__Problem to work on__
Answer these about the painted berrypecker excerpt:
1. Up to how many tit berrypeckers may occur together in a group?
2. Besides fruits and berries, what has the tit berrypecker been recorded eating?
3. In which months does the crested berrypecker breed?
··· Excerpt ···
The painted berrypeckers are common, active, and diurnal birds. They usually occur in pairs or in small groups, up to 30 tit berrypeckers or 10 crested berrypeckers. The crested berrypecker flocks are occasionally joined by mixed-species feeding flocks of insectivorous birds such as fantails, honeyeaters and the blue-capped ifrit, and tit berrypeckers often join other bird species such as honeyeaters and birds of paradise in feeding trees.

As far as is known, the painted berrypeckers are almost entirely frugivorous. Small fruits and berries comprise the biggest part of the diet, although the tit berrypecker has also been recorded eating small flowers. The crested berrypecker has also been observed to occasionally eat insects, and insects as well as fruit comprise the diet of nestlings.

The breeding behaviour of both genera of painted berrypeckers is poorly known. Both species are monogamous, and are thought to be seasonal, with the tit berrypecker apparently nesting in the tail end of the dry season and early wet season. The crested berrypecker breeds from August to February. The nests of both species are open cups built from moss. Beyond that nothing is known of the tit berrypecker. In the crested berrypeckers the female alone incubates the eggs, with the incubation period lasting for over 12 days. Upon hatching both parents feed the chick and remove the faecal sacs.
··· Provided records ···
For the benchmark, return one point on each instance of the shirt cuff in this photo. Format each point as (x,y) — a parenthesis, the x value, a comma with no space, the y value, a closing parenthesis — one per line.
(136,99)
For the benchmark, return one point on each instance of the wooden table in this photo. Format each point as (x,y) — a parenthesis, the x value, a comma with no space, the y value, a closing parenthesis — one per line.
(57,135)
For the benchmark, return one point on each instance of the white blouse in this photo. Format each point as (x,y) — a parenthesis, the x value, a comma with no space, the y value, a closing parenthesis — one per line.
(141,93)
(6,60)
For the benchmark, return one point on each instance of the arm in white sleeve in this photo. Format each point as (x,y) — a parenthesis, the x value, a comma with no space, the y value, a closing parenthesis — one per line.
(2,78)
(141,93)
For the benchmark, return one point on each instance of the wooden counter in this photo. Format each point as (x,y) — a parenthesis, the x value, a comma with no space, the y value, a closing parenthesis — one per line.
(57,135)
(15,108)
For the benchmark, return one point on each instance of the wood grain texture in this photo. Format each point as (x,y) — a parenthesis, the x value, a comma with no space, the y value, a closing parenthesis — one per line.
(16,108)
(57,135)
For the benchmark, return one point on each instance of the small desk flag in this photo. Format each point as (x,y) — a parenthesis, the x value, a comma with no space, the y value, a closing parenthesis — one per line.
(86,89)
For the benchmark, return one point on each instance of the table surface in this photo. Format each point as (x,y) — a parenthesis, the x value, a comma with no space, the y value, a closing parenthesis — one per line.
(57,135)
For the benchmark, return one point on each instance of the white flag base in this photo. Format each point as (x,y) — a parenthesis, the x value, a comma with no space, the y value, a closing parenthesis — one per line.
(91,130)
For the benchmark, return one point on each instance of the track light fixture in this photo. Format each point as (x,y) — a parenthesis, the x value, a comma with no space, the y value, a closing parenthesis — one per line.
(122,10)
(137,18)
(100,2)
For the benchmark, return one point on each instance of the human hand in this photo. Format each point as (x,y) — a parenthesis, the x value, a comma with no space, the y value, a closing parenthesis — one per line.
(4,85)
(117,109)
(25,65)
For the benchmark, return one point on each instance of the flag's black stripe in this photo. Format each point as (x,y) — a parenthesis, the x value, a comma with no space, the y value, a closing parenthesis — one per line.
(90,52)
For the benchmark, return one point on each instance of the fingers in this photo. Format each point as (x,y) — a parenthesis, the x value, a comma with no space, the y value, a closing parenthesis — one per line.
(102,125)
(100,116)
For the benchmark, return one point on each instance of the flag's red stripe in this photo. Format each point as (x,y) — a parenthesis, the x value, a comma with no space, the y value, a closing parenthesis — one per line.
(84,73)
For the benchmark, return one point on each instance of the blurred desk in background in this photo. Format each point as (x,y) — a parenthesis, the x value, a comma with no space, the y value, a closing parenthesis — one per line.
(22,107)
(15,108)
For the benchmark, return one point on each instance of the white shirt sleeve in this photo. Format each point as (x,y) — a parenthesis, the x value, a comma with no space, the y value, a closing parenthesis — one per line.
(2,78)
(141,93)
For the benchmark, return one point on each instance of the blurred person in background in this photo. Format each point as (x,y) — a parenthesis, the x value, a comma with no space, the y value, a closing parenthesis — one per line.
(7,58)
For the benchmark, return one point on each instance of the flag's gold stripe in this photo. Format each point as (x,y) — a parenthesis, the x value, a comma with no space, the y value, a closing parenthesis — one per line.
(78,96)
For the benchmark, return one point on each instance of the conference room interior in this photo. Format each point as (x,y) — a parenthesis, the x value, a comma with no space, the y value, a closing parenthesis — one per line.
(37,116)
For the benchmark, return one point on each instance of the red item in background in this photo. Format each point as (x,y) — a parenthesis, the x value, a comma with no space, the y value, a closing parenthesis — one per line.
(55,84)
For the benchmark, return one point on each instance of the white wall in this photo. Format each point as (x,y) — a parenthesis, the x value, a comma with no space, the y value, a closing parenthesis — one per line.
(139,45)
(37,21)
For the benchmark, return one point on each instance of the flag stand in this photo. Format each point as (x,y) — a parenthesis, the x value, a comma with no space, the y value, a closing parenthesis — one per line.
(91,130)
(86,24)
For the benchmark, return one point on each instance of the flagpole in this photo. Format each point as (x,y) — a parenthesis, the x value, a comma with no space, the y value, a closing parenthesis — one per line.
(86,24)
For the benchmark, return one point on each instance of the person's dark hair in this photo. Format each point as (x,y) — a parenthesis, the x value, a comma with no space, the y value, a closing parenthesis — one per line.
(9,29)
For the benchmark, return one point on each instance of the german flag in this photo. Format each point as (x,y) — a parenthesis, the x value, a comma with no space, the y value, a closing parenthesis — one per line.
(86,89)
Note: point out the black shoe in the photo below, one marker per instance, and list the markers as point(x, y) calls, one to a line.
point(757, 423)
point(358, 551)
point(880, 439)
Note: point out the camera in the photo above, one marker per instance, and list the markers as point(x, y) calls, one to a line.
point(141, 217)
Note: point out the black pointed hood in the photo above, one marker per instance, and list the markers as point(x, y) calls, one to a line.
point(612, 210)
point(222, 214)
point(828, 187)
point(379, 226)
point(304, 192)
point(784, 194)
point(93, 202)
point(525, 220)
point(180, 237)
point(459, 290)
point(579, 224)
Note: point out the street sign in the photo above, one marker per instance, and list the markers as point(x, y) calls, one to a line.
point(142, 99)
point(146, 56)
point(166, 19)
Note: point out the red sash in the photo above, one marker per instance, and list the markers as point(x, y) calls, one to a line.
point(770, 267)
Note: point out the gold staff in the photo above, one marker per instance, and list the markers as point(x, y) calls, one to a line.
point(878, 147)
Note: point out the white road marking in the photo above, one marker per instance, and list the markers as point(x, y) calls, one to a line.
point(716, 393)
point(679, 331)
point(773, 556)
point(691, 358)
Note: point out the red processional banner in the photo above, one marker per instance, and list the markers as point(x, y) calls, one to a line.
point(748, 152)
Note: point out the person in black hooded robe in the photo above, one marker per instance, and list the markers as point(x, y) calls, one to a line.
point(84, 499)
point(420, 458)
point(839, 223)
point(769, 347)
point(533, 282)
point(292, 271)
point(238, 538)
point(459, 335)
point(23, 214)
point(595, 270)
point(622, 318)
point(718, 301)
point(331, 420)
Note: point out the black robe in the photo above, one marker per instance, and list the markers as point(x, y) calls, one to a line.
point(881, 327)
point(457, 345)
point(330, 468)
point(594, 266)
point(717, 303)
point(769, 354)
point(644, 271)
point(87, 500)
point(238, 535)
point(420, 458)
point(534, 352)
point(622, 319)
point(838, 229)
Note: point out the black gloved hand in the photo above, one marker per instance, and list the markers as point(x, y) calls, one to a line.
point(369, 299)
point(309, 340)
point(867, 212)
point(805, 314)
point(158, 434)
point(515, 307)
···
__Solved exercise__
1. Up to 30.
2. Small flowers.
3. From August to February.